PROBLEMS |
(1) In the CRTC decision on code relief for area code 705, on what date is the distributed overlay set to begin?
(2) List every date that appears in the CRTC decision on code relief for area code 705.

EXCERPT |
[Begin]
Canadian Radio-television and Telecommunications Commission
Symbol of the Government of Canada

ARCHIVED -  Telecom Decision CRTC 2009-622

Warning This Web page has been archived on the Web.

Archived Content

Information identified as archived on the Web is for reference, research or recordkeeping purposes. Archived Decisions, Notices and Orders (DNOs) remain in effect except to the extent they are amended or reversed by the Commission, a court, or the government. The text of archived information has not been altered or updated after the date of archiving. Changes to DNOs are published as “dashes” to the original DNO number. Web pages that are archived on the Web are not subject to the Government of Canada Web Standards. As per the Communications Policy of the Government of Canada, you can request alternate formats by contacting us.

 

  Ottawa, 6 October 2009
 

Code relief for area code 705 in northern Ontario

  File number: 8698-C12-200905630
  In this decision, the Commission makes its determinations on a code relief solution for area code 705. The Commission directs that
 
  • relief for area code 705 be provided through a distributed overlay using new area code 249 on the area served by area code 705 starting on 19 March 2011; and
 
  • mandatory 10-digit dialing be introduced in area code 705.
 

Background

1.

On 5 March 2009, the Canadian Numbering Administrator (CNA) informed the Commission that the results of a general numbering resource utilization forecast indicated that area code 705 in northern Ontario would exhaust by October 2012.
[End]
DATA LISTING |
[Begin]
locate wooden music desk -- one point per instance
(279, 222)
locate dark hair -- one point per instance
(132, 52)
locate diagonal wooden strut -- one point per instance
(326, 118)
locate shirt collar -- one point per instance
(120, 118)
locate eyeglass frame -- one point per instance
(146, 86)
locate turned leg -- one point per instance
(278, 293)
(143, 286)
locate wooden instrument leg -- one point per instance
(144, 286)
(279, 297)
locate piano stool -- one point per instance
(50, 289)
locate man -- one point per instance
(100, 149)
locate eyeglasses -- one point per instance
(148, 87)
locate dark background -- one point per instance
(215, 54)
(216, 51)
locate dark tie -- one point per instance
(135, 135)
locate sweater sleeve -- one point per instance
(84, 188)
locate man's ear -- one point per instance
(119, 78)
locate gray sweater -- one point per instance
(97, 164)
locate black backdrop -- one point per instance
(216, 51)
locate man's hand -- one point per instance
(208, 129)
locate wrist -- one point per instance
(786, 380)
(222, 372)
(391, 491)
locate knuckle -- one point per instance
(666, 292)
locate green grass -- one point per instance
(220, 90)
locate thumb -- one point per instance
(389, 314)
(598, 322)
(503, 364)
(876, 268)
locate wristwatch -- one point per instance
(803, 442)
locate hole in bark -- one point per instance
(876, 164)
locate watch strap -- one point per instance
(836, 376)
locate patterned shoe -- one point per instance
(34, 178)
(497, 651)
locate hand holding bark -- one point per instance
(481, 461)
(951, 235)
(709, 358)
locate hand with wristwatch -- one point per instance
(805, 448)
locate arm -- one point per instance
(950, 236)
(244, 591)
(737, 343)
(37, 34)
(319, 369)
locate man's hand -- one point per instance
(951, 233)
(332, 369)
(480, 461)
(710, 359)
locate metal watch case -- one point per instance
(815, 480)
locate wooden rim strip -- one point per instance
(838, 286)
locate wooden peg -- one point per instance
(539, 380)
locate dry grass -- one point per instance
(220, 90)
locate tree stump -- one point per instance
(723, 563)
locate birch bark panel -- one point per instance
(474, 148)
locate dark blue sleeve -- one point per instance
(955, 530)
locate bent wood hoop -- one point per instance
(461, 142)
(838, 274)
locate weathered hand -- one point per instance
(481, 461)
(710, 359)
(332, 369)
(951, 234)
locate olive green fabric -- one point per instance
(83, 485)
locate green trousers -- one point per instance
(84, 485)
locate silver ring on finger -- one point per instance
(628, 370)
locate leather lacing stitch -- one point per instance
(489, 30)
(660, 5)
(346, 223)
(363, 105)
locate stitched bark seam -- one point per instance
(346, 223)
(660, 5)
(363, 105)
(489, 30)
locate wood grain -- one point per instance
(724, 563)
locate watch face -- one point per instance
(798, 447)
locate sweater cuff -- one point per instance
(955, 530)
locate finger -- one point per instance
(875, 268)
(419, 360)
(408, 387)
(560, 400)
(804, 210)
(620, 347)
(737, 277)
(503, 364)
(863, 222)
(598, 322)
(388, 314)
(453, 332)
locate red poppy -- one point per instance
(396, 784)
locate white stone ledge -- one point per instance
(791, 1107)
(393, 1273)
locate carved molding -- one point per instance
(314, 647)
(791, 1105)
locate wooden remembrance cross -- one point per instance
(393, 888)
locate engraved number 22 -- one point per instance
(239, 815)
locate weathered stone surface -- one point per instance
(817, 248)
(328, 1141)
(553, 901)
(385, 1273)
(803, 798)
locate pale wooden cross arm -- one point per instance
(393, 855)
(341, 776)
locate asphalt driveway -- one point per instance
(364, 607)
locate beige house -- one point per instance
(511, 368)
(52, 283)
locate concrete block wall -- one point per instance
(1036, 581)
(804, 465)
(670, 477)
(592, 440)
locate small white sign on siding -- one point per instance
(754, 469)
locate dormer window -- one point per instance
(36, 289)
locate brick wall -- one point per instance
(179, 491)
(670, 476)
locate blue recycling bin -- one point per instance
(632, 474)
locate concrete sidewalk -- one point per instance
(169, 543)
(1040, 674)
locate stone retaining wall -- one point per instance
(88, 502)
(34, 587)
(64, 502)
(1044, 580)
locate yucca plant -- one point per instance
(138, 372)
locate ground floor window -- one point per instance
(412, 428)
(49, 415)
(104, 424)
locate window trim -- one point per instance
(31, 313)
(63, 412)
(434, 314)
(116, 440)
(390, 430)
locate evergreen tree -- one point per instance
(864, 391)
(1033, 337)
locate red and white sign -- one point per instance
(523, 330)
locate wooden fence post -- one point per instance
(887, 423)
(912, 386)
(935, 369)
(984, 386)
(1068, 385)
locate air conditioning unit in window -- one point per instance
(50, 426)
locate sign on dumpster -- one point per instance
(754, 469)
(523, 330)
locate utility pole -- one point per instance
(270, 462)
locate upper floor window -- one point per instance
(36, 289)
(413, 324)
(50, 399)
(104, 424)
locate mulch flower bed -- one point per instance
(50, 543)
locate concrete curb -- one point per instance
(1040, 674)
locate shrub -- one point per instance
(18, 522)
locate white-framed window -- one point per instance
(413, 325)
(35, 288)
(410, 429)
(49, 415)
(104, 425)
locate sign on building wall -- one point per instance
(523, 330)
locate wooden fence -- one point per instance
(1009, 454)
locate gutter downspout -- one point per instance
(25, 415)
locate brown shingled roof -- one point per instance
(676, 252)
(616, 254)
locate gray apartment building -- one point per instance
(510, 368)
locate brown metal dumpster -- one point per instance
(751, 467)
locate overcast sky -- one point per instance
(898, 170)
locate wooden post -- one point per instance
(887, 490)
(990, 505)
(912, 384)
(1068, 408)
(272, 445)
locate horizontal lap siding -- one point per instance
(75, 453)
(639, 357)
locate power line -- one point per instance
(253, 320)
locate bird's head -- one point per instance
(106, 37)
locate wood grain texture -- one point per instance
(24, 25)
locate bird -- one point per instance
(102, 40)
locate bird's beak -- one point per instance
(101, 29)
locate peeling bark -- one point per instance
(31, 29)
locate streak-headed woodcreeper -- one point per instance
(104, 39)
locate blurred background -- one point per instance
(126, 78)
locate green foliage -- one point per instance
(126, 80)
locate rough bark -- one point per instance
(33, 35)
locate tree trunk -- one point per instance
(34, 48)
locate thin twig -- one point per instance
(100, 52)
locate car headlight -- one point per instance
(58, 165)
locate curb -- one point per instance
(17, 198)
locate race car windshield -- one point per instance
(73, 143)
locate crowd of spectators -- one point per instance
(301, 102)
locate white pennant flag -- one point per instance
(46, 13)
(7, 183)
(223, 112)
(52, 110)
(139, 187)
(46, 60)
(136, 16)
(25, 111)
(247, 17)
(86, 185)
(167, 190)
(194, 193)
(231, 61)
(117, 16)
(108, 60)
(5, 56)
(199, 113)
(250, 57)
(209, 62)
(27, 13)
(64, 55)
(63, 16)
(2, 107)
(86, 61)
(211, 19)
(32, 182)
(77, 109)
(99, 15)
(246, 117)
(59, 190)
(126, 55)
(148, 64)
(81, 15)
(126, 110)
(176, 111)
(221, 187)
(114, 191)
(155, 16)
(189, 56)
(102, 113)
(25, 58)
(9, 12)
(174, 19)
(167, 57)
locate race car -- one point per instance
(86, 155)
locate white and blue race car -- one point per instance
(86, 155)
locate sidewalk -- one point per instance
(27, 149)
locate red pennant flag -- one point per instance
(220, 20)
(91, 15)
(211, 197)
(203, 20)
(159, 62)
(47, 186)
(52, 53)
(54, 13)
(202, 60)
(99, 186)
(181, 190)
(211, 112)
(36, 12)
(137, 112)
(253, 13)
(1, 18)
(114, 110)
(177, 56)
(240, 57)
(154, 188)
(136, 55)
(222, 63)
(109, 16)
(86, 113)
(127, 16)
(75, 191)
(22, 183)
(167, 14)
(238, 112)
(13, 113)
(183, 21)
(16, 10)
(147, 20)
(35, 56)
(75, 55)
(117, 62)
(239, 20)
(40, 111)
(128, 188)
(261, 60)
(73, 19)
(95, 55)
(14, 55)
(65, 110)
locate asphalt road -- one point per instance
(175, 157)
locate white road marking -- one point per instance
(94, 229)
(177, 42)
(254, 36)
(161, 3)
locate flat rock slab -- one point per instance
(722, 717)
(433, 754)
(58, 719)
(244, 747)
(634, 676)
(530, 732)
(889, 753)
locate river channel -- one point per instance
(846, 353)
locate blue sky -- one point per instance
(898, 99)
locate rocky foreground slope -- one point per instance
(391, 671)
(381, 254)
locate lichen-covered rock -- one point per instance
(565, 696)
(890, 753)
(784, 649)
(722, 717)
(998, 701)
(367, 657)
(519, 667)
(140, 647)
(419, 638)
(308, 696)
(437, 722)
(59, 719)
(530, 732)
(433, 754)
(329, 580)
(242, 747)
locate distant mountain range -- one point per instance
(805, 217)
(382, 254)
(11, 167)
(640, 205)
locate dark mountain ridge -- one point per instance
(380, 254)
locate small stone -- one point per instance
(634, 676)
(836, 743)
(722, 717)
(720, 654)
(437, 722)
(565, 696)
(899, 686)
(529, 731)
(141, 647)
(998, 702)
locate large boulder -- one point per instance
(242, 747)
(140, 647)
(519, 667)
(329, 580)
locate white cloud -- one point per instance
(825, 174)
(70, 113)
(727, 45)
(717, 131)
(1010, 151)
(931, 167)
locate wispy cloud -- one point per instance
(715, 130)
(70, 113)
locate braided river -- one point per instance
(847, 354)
[End]
SOLUTIONS BY TASK |
(1) 19 March 2011

(2)
6 October 2009
19 March 2011
5 March 2009
October 2012